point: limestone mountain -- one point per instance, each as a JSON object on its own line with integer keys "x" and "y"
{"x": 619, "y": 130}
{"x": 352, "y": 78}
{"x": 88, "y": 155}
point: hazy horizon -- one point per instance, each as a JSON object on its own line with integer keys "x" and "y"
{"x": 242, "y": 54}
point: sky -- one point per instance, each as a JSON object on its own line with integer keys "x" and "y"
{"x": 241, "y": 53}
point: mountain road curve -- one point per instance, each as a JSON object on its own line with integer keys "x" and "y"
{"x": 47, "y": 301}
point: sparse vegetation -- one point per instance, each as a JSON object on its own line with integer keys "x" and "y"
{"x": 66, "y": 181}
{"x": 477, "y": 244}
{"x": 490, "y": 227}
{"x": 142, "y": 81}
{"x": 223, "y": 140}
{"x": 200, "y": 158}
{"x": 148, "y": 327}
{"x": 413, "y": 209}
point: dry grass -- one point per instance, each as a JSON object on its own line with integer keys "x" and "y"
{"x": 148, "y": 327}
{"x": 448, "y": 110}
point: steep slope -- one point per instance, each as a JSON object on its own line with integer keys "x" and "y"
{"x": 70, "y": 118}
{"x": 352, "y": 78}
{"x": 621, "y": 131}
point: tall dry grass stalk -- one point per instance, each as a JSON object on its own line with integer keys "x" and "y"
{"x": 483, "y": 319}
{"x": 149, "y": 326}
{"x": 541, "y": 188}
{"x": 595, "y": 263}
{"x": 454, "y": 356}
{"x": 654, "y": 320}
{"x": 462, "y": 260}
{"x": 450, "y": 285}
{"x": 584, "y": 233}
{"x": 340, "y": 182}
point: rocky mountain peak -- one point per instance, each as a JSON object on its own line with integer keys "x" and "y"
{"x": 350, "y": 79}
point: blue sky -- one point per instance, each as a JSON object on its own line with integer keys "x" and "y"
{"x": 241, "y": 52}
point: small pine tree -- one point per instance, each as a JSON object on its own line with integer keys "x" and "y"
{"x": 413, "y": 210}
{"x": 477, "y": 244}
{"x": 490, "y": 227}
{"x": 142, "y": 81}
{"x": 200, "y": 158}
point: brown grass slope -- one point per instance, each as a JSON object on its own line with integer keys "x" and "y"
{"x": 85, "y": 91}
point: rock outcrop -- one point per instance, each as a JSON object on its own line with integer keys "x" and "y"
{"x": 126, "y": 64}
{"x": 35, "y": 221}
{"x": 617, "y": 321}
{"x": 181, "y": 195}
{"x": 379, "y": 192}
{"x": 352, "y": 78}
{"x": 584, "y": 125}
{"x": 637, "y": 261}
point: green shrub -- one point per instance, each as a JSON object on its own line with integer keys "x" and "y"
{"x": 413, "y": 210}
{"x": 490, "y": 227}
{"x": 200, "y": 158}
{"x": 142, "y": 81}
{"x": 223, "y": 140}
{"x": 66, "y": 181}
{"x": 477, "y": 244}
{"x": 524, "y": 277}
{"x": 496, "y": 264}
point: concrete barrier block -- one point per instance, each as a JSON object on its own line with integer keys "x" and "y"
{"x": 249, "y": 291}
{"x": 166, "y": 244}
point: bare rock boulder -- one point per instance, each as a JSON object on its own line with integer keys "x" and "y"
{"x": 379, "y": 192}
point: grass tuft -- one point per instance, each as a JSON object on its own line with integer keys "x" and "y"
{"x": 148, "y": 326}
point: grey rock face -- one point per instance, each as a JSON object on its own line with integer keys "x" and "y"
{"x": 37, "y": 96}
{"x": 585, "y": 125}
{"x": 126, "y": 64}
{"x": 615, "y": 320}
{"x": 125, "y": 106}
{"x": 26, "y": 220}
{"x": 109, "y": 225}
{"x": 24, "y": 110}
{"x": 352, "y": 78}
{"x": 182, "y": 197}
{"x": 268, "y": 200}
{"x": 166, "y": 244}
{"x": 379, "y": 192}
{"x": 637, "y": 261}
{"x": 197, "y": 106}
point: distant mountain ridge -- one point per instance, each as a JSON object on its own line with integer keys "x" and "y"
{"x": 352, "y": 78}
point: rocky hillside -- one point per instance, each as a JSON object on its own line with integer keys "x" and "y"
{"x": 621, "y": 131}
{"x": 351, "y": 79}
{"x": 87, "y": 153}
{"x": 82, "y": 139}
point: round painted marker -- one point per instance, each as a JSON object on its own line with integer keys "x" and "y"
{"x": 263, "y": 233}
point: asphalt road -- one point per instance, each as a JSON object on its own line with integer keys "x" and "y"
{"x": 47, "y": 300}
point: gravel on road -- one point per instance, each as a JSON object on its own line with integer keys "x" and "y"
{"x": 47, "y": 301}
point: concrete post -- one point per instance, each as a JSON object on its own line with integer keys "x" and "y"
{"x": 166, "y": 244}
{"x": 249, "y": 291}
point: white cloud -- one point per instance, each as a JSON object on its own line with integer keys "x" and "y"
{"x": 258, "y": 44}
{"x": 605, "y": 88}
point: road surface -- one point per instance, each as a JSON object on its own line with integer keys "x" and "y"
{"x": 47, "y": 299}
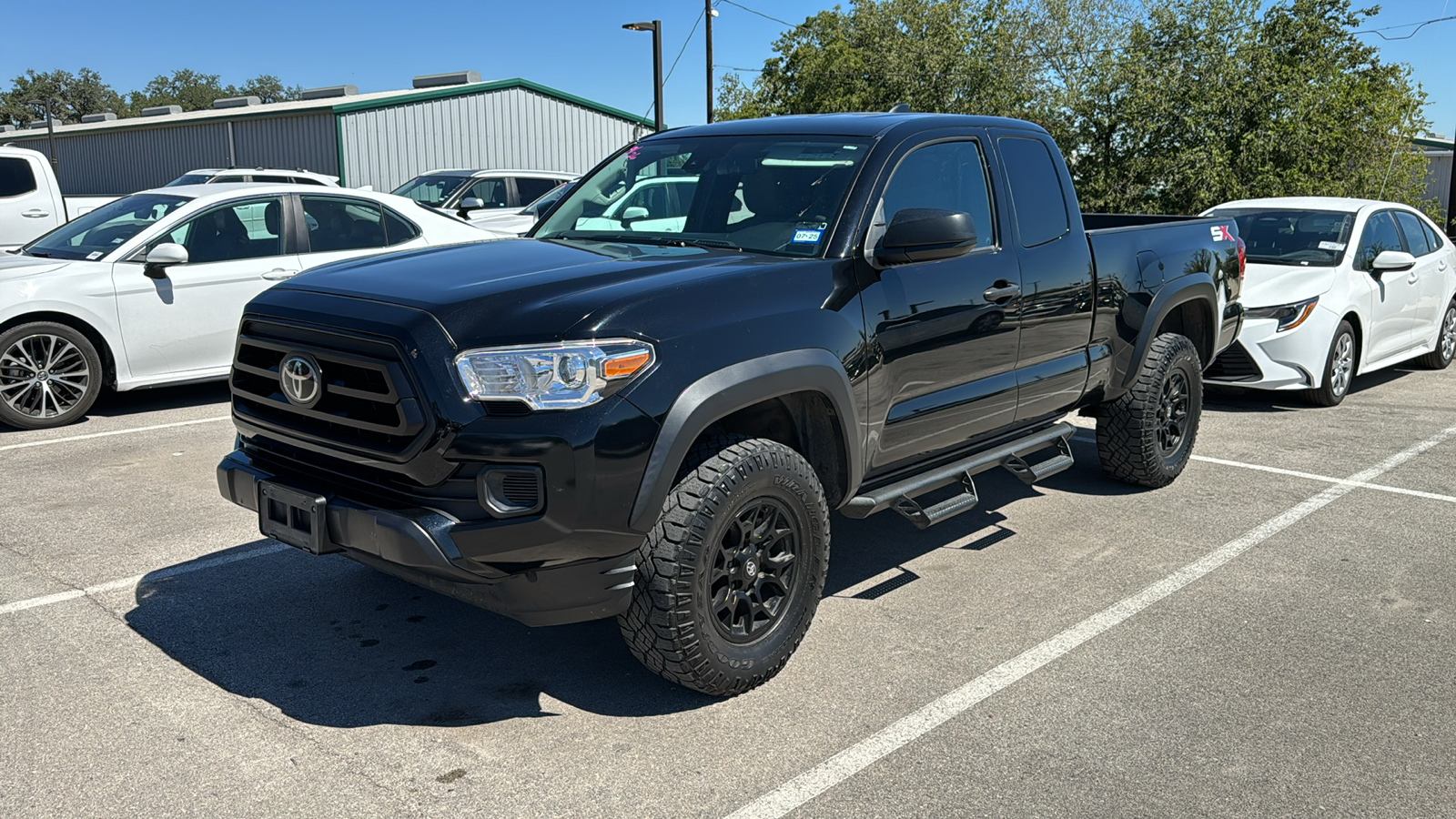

________________________________________

**Work item**
From the first line to the last, restate the entries exactly, without pictures.

**Answer box**
point: limestone mountain -- one point per instance, each as a JSON object on its own line with integer keys "x" and "y"
{"x": 619, "y": 130}
{"x": 352, "y": 78}
{"x": 88, "y": 155}
point: hazy horizon -- one point per instance, each as a JSON object on its own line with integer keys "x" and "y"
{"x": 242, "y": 54}
point: sky -- one point per instance, each as a JSON object on its own line with integer keys "x" and "y"
{"x": 241, "y": 53}
point: mountain road curve -- one point per instance, each as a JSON object on its own line with integer keys "x" and "y"
{"x": 47, "y": 301}
point: sparse vegetation -- one point per instance, each as a JSON object on its own line with integer keys "x" and "y"
{"x": 66, "y": 181}
{"x": 477, "y": 244}
{"x": 490, "y": 227}
{"x": 142, "y": 81}
{"x": 223, "y": 140}
{"x": 200, "y": 158}
{"x": 148, "y": 327}
{"x": 413, "y": 209}
point: dry grass -- one point per instance, each as a JSON object on its own line with integer keys "x" and "y"
{"x": 148, "y": 327}
{"x": 448, "y": 110}
point: steep slope -- one point per instance, each as a JSON object on its own line with integer keys "x" and "y"
{"x": 70, "y": 118}
{"x": 352, "y": 78}
{"x": 621, "y": 131}
point: tall dry grass stalk -- one point per instance, each as a JSON object on its own line with integer keys "x" and "y"
{"x": 483, "y": 319}
{"x": 149, "y": 326}
{"x": 541, "y": 188}
{"x": 595, "y": 263}
{"x": 454, "y": 356}
{"x": 654, "y": 320}
{"x": 462, "y": 260}
{"x": 450, "y": 285}
{"x": 584, "y": 233}
{"x": 340, "y": 182}
point: rocky mountain peak -- one point per instance, each as a JSON object on its own line with integer keys "x" and "y"
{"x": 350, "y": 79}
point: blue sky -- one point per instance, each as a JSON object on its own line with integer keys "x" and "y"
{"x": 241, "y": 52}
point: small pine tree -- one point per instance, each as a JSON object on its own line with integer keys "x" and "y"
{"x": 413, "y": 210}
{"x": 477, "y": 244}
{"x": 490, "y": 227}
{"x": 142, "y": 81}
{"x": 200, "y": 158}
point: brown grass slope -- one point per instance, each as a JSON object on its own line with integer keys "x" and "y"
{"x": 85, "y": 91}
point: rock outcrop -- one point per instance, each as a JSON object on its own line with integer keys "x" and "y"
{"x": 126, "y": 64}
{"x": 35, "y": 221}
{"x": 617, "y": 321}
{"x": 181, "y": 195}
{"x": 379, "y": 192}
{"x": 352, "y": 78}
{"x": 584, "y": 125}
{"x": 637, "y": 261}
point: green shrub -- one point per instance, each as a JSON object on its own line with integer keys "x" and "y"
{"x": 413, "y": 210}
{"x": 490, "y": 227}
{"x": 200, "y": 158}
{"x": 142, "y": 81}
{"x": 223, "y": 140}
{"x": 66, "y": 181}
{"x": 477, "y": 244}
{"x": 524, "y": 277}
{"x": 496, "y": 264}
point: concrete barrier block -- one point per instance, each as a JSON object on its own line with integer keys "x" and "y"
{"x": 249, "y": 291}
{"x": 166, "y": 244}
point: bare rock boulder -- one point per instance, each as a JSON object on its own line with integer keys "x" and "y"
{"x": 379, "y": 192}
point: grass tuft -- one point per instance, each as a JSON object on its own line with integer keys "x" and "y"
{"x": 148, "y": 326}
point: grey rock face -- one point per instance, each as a JSON object on its own line with integer keys "x" and "y"
{"x": 37, "y": 96}
{"x": 585, "y": 125}
{"x": 126, "y": 64}
{"x": 615, "y": 320}
{"x": 125, "y": 106}
{"x": 26, "y": 220}
{"x": 109, "y": 225}
{"x": 24, "y": 110}
{"x": 352, "y": 78}
{"x": 182, "y": 197}
{"x": 268, "y": 200}
{"x": 166, "y": 244}
{"x": 379, "y": 192}
{"x": 637, "y": 261}
{"x": 197, "y": 106}
point: distant mountain ridge -- one point per instance, each as a JSON object on its own line with integer keys "x" and "y"
{"x": 352, "y": 78}
point: rocky hillside -- one point per instance, each as a JSON object on its own line with integer keys "x" and "y"
{"x": 621, "y": 131}
{"x": 351, "y": 79}
{"x": 87, "y": 153}
{"x": 82, "y": 139}
point: round painted marker -- one point per instance, each as a JSON object on its own line with integer keys "x" and "y"
{"x": 263, "y": 233}
point: asphalt road -- one point per instance, each as a JSON object on its own line with integer keys "x" and "y"
{"x": 47, "y": 300}
point: gravel on road -- one point per instance, each as a JSON object on its own line with integer keys "x" and "y"
{"x": 47, "y": 301}
point: concrete post -- one point per instance, each as a JSON object on its own line with integer keys "x" and "y"
{"x": 166, "y": 244}
{"x": 249, "y": 291}
point: white cloud -- one point per instance, each as a JSON object on its own line with integer keys "x" and "y"
{"x": 258, "y": 44}
{"x": 605, "y": 88}
point: road surface -- one point per instance, each as a JSON object on its own line with integer keys "x" and "y"
{"x": 47, "y": 299}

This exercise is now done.